BRIEF
Copy out all the entries word for word.
--- TASK INPUTS Enclosed Below ---
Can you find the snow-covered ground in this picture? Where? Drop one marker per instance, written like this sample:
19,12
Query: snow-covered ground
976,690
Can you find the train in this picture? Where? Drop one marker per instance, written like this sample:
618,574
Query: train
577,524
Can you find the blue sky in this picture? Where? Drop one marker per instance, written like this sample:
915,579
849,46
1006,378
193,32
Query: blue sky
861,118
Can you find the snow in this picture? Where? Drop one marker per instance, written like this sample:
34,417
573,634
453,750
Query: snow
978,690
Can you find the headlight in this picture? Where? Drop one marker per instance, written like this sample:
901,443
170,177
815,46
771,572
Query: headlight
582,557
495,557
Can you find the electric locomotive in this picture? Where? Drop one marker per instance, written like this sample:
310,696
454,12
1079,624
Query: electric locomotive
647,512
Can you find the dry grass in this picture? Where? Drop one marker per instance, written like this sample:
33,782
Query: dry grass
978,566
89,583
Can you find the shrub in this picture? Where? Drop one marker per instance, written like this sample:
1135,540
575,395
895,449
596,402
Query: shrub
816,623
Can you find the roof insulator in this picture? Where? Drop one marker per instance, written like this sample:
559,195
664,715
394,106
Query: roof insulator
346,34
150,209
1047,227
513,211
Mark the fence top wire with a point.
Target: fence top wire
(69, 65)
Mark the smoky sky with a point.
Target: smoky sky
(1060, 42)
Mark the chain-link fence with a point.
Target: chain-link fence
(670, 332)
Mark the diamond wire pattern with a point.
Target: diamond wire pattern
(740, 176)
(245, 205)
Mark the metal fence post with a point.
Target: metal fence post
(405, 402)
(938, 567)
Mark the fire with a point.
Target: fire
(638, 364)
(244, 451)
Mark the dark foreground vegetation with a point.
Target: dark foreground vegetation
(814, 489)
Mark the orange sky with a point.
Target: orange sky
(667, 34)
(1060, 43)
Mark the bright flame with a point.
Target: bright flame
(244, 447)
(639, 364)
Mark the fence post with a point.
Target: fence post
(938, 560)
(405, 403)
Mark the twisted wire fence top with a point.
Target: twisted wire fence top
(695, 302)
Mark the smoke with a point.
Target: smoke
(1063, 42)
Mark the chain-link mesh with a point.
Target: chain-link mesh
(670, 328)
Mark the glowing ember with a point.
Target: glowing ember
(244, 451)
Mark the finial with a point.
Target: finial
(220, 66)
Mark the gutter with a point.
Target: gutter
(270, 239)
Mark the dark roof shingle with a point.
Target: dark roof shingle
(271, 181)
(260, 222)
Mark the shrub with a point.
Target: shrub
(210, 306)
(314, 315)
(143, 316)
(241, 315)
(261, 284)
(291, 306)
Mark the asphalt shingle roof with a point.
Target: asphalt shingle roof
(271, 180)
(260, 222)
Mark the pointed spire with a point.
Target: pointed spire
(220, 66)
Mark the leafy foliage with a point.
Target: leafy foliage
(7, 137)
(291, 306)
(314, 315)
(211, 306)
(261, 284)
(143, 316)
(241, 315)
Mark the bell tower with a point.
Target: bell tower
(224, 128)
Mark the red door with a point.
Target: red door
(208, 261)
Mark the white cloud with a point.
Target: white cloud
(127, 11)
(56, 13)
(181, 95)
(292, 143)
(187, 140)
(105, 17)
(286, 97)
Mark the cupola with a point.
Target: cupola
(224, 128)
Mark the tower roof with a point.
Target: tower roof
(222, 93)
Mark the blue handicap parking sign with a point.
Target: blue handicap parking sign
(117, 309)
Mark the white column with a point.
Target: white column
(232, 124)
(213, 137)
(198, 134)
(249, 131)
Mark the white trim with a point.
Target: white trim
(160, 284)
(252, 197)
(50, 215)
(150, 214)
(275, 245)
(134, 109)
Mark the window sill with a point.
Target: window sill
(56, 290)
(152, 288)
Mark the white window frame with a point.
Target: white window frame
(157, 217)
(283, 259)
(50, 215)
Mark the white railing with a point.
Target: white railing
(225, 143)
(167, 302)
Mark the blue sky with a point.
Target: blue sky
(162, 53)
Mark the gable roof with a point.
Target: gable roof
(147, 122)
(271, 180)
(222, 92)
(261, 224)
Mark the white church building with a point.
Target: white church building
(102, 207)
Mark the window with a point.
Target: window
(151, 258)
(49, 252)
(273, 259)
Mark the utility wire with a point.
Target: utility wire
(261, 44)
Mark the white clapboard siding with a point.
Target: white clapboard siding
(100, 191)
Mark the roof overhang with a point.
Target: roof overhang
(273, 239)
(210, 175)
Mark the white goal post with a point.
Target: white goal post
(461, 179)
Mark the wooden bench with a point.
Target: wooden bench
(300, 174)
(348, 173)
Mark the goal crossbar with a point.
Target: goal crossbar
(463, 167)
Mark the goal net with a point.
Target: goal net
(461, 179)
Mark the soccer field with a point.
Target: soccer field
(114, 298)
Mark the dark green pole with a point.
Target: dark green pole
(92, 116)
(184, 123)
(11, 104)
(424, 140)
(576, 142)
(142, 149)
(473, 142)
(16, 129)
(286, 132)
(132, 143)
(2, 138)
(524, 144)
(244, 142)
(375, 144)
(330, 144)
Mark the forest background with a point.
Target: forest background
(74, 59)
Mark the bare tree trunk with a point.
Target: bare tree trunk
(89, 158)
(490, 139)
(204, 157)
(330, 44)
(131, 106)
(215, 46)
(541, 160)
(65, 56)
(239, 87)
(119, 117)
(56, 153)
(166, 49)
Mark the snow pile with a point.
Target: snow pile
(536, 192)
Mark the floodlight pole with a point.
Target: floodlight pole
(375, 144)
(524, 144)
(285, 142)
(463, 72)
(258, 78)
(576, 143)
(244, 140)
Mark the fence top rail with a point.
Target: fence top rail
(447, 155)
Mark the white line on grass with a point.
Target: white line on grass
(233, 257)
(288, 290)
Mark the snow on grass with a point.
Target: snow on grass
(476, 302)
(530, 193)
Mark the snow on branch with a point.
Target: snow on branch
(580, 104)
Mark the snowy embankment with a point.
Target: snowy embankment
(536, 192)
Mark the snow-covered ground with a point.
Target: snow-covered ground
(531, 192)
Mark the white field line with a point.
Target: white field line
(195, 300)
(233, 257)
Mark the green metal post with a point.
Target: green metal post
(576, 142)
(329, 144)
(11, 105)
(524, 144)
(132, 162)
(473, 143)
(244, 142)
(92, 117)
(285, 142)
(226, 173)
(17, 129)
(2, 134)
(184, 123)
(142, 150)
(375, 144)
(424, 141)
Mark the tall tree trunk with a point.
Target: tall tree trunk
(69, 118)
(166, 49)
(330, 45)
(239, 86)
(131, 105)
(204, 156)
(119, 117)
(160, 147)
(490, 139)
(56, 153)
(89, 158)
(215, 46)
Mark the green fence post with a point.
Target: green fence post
--- End of Enclosed TASK INPUTS ---
RESPONSE
Can you find the snow-covered ground in this picture? Where? Drop one marker per instance, written like this sample:
19,12
Query: snow-covered ground
976,690
Can you find the train in this picture? Where? Drop one marker per instance, written like this sample:
618,574
Query: train
577,524
Can you find the blue sky in this picture? Where? Drop one marker per instance, written like this sample:
915,579
849,46
1006,378
193,32
Query: blue sky
861,118
Can you find the snow in this picture? Where? Drop one marker per instance, written like this sample:
34,417
573,634
453,750
Query: snow
978,690
Can you find the headlight in this picture? Where? Drop one marker per instance, written like this sample:
901,443
170,177
815,46
771,572
Query: headlight
582,557
495,557
Can you find the electric locomotive in this picture? Where? Drop one marker per instance, written like this sample:
310,696
454,12
1079,624
Query: electric locomotive
647,512
Can you find the dry grass in this picture? Where? Drop one marker per instance, written like this sample:
33,782
Query: dry grass
978,566
89,583
Can you find the shrub in this picture? Where? Drop one marker per instance, written like this sample:
1135,540
575,395
895,449
596,402
Query: shrub
816,623
Can you find the roof insulator in this picture? Where? Drop one marker per instance, written like this sample:
559,195
664,715
394,106
Query: roof insulator
346,34
150,209
1047,227
513,211
Mark the fence top wire with a point.
Target: fence top wire
(69, 65)
Mark the smoky sky with a point.
Target: smoky sky
(1060, 42)
Mark the chain-link fence with a point.
Target: chain-link fence
(670, 332)
Mark the diamond wire pattern with a point.
Target: diamond wire pattern
(740, 176)
(245, 205)
Mark the metal fence post with a point.
Target: metal fence post
(405, 402)
(938, 567)
Mark the fire with a point.
Target: fire
(638, 364)
(244, 451)
Mark the dark foreground vegetation with a point.
Target: dark foreground vegetation
(814, 489)
Mark the orange sky with a point.
Target: orange sky
(667, 34)
(1060, 43)
Mark the bright flame with a point.
Target: bright flame
(244, 447)
(639, 364)
Mark the fence post with a point.
Target: fence post
(938, 560)
(405, 403)
Mark the twisted wire fence top with a point.
Target: twisted wire fence top
(695, 302)
Mark the smoke with a point.
Target: smoke
(1063, 42)
Mark the chain-link mesh with a point.
Target: chain-link mesh
(670, 328)
Mark the glowing ember with a point.
Target: glowing ember
(244, 451)
Mark the finial with a point.
Target: finial
(220, 66)
Mark the gutter with a point.
Target: gutter
(270, 239)
Mark the dark roof shingle with a point.
Target: dark roof shingle
(271, 181)
(260, 222)
Mark the shrub with a point.
Target: shrub
(210, 306)
(314, 315)
(143, 316)
(241, 315)
(261, 284)
(291, 306)
Mark the asphalt shingle roof with a point.
Target: asphalt shingle roof
(271, 180)
(260, 222)
Mark the pointed spire with a point.
Target: pointed spire
(220, 66)
Mark the leafy foliage with a point.
Target: leafy foliage
(7, 137)
(291, 306)
(314, 315)
(211, 306)
(261, 284)
(143, 316)
(241, 315)
Mark the bell tower with a point.
Target: bell tower
(224, 128)
Mark the red door with a point.
Target: red door
(208, 261)
Mark the white cloud with a point.
Target: white cloud
(127, 11)
(56, 13)
(181, 95)
(292, 143)
(187, 140)
(105, 17)
(286, 97)
Mark the cupola with a point.
Target: cupola
(224, 128)
Mark the tower roof with a point.
Target: tower roof
(222, 93)
Mark the blue handicap parking sign with a point.
Target: blue handicap parking sign
(117, 309)
Mark the white column with a point.
Target: white column
(232, 124)
(213, 137)
(198, 134)
(249, 131)
Mark the white trim with a point.
Target: white trim
(160, 284)
(252, 197)
(50, 215)
(150, 214)
(275, 245)
(134, 109)
Mark the window sill with a point.
Target: window sill
(56, 290)
(152, 288)
Mark the white window frame with a point.
Target: white window frame
(157, 217)
(283, 259)
(50, 215)
Mark the white railing with a point.
Target: white railing
(225, 143)
(167, 302)
Mark the blue sky with a point.
Target: blue sky
(162, 53)
Mark the gable roof with a point.
Target: gable roof
(147, 122)
(271, 180)
(222, 92)
(261, 224)
Mark the white church building with a point.
Target: white church building
(102, 207)
Mark the window with a point.
Target: window
(151, 258)
(49, 252)
(273, 259)
Mark the utility wire with a point.
Target: utility wire
(261, 44)
Mark the white clapboard siding with a point.
Target: white clapboard siding
(100, 191)
Mark the roof overhang with a point.
Target: roof overhang
(273, 239)
(210, 175)
Mark the white goal post with a point.
Target: white goal post
(461, 179)
Mark the wooden bench with a point.
Target: wooden bench
(300, 174)
(348, 173)
Mark the goal crossbar with a point.
Target: goal crossbar
(463, 167)
Mark the goal net with a point.
Target: goal net
(461, 179)
Mark the soccer field with a point.
Target: soccer field
(114, 298)
Mark the dark green pole with a point.
Target: dark green pole
(92, 116)
(184, 123)
(11, 104)
(424, 140)
(576, 142)
(142, 149)
(473, 142)
(16, 129)
(286, 132)
(132, 143)
(2, 138)
(524, 144)
(244, 142)
(375, 144)
(330, 144)
Mark the forest background with a point.
Target: forest background
(74, 59)
Mark the bare tree trunk with a point.
Target: bare tree trunk
(89, 158)
(490, 139)
(204, 157)
(330, 44)
(131, 106)
(215, 46)
(541, 160)
(65, 56)
(239, 87)
(119, 117)
(56, 153)
(166, 49)
Mark the snow pile with a point.
Target: snow pile
(536, 192)
Mark the floodlight pole with a point.
Target: floodlight pole
(375, 144)
(524, 144)
(285, 142)
(463, 72)
(258, 78)
(576, 143)
(244, 140)
Mark the fence top rail with a point.
Target: fence top rail
(447, 155)
Mark the white line on grass with a point.
Target: white line on grass
(233, 257)
(288, 290)
Mark the snow on grass with a point.
Target: snow on grass
(476, 302)
(530, 193)
Mark the snow on branch with a point.
Target: snow on branch
(580, 104)
Mark the snowy embankment with a point.
Target: snowy embankment
(536, 192)
Mark the snow-covered ground with a point.
Target: snow-covered ground
(531, 192)
Mark the white field line with a point.
Target: white field line
(195, 300)
(233, 257)
Mark the green metal post with a point.
Target: green metal post
(576, 142)
(329, 144)
(11, 105)
(524, 144)
(132, 162)
(473, 143)
(244, 142)
(92, 117)
(285, 142)
(226, 173)
(17, 129)
(2, 134)
(184, 123)
(142, 150)
(375, 144)
(424, 141)
Mark the tall tree trunk with a point.
Target: tall tree trunk
(69, 118)
(166, 49)
(330, 45)
(239, 86)
(131, 105)
(204, 156)
(119, 117)
(160, 147)
(490, 139)
(56, 153)
(89, 158)
(215, 46)
Mark the green fence post with a point.
Target: green fence post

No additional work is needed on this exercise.